Rows:

:::::

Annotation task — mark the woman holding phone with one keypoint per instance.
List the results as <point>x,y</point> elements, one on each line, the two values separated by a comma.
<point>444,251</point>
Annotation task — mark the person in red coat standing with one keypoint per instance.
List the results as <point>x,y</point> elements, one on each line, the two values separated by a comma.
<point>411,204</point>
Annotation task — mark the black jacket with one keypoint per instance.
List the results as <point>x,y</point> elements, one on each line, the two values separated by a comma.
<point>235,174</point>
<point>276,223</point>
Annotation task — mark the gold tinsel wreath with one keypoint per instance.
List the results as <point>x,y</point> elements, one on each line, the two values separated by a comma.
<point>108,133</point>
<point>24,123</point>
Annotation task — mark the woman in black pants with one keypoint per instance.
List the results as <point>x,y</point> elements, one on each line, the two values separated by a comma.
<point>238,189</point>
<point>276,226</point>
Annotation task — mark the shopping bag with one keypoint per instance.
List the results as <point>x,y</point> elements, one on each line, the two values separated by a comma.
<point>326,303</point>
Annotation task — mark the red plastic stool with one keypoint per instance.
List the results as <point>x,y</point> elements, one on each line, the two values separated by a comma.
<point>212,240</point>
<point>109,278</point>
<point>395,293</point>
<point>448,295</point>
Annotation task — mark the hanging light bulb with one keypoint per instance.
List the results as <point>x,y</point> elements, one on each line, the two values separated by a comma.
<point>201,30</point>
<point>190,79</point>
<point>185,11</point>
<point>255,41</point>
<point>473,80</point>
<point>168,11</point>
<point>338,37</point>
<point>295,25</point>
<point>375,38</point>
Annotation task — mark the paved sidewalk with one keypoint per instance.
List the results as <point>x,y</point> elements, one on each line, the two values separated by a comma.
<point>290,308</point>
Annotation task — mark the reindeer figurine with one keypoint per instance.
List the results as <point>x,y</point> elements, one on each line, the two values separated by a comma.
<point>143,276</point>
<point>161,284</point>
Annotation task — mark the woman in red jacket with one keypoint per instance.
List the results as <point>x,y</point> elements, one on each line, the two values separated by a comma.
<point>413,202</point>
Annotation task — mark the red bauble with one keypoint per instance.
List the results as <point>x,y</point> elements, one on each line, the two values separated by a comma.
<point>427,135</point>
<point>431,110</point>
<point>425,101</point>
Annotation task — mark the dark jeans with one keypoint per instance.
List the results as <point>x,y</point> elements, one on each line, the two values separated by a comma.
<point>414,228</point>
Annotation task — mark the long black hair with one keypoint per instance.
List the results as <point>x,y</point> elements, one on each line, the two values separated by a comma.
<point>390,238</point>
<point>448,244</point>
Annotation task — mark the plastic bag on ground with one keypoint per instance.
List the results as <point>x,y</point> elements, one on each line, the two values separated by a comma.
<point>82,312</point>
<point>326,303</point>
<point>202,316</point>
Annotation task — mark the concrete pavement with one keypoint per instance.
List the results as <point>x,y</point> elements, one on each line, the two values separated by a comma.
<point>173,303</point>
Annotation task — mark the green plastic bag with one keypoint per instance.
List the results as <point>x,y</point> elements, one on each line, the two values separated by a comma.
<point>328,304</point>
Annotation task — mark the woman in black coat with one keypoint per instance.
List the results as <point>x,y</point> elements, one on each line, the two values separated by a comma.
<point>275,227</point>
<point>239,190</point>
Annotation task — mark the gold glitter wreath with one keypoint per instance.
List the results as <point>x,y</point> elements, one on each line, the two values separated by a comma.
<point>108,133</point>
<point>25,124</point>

:::::

Requirement: Present every line of the material above as a numbered list, leaving out any blank lines.

Solution to the exercise:
1. Annotation task — mark the woman holding phone with one keypoint per instance.
2. List the results as <point>x,y</point> elements, one on each line, the two values separated by a comma.
3. <point>444,251</point>
4. Annotation task — mark the person in red coat standing with one keypoint per instance.
5. List the results as <point>x,y</point> elements, one on each line, the two values separated by a comma.
6. <point>411,204</point>
7. Annotation task — mark the black jacket with one keypoint per instance.
8. List the results as <point>x,y</point> elements, one on each line, the two values separated by a comma.
9. <point>235,174</point>
10. <point>276,223</point>
11. Annotation task — mark the gold tinsel wreath with one keypoint per instance.
12. List the results as <point>x,y</point> elements, one on each line, the two values separated by a comma.
13. <point>108,133</point>
14. <point>24,123</point>
15. Annotation task — mark the woman in black pants with one keypoint per instance.
16. List the results as <point>x,y</point> elements, one on each line, the two values separated by a comma.
17. <point>238,189</point>
18. <point>276,226</point>
19. Annotation task — mark the shopping bag with one keypoint per instance.
20. List the results as <point>x,y</point> elements, one on each line, the two values separated by a comma.
21. <point>326,303</point>
22. Annotation task — mark the red plastic stool with one keypoint per instance.
23. List the results as <point>x,y</point> elements, one on each line, the two values separated by a comma.
24. <point>212,240</point>
25. <point>109,278</point>
26. <point>395,293</point>
27. <point>448,295</point>
28. Annotation task — mark the hanging light bulb with one keypoint per instance.
29. List the results as <point>x,y</point> elements, one on each line, the two values separated by a comma.
30. <point>201,30</point>
31. <point>190,79</point>
32. <point>185,11</point>
33. <point>255,41</point>
34. <point>473,80</point>
35. <point>168,11</point>
36. <point>338,37</point>
37. <point>295,25</point>
38. <point>375,38</point>
39. Annotation task — mark the paved sidewalk with one keypoint per instance.
40. List the results as <point>x,y</point> elements, one on each line, the two values separated by a comma.
41. <point>290,308</point>
42. Annotation task — mark the reindeer figurine with one keypoint per instance.
43. List the results as <point>x,y</point> elements, one on each line, the two values separated by a comma.
44. <point>143,276</point>
45. <point>161,284</point>
46. Annotation task — mark the woman in red jacket with one keypoint per instance.
47. List the results as <point>x,y</point> elements, one on each line, the two values separated by a comma.
48. <point>413,202</point>
49. Annotation task — mark the red bauble with one keypoint per instance.
50. List the results as <point>x,y</point> elements, one on each line, the two values separated by a comma.
51. <point>427,135</point>
52. <point>431,110</point>
53. <point>425,101</point>
54. Annotation task — mark the dark jeans with one keypoint per instance.
55. List the results as <point>x,y</point> elements, one on each line, the two values separated by a comma.
56. <point>414,228</point>
57. Annotation task — mark the long black hair with one keypoint per instance.
58. List the results as <point>x,y</point> elements, one on each line, the two values separated by a comma.
59. <point>390,238</point>
60. <point>448,244</point>
61. Annotation task — mark the plastic bag on ground with one keypoint per instance.
62. List the results as <point>x,y</point> elements, one on each line, the two values separated by a comma.
63. <point>82,312</point>
64. <point>326,303</point>
65. <point>202,316</point>
66. Annotation task — mark the concrete pavement with one keypoint per instance.
67. List the results as <point>x,y</point> elements, one on each line, the two values separated by a comma.
68. <point>173,303</point>
69. Annotation task — mark the green plastic bag with one keypoint per instance.
70. List the results as <point>x,y</point> elements, one on each line, the two values separated by a comma.
71. <point>328,304</point>
72. Annotation task — mark the woman in black coat with one keypoint per instance.
73. List the results as <point>x,y</point> elements, one on each line, the two values separated by a comma.
74. <point>275,227</point>
75. <point>239,190</point>
76. Annotation task — mark the gold glitter wreath with one keypoint per instance.
77. List the results as <point>x,y</point> elements, one on each line, the two values separated by a comma.
78. <point>108,133</point>
79. <point>25,124</point>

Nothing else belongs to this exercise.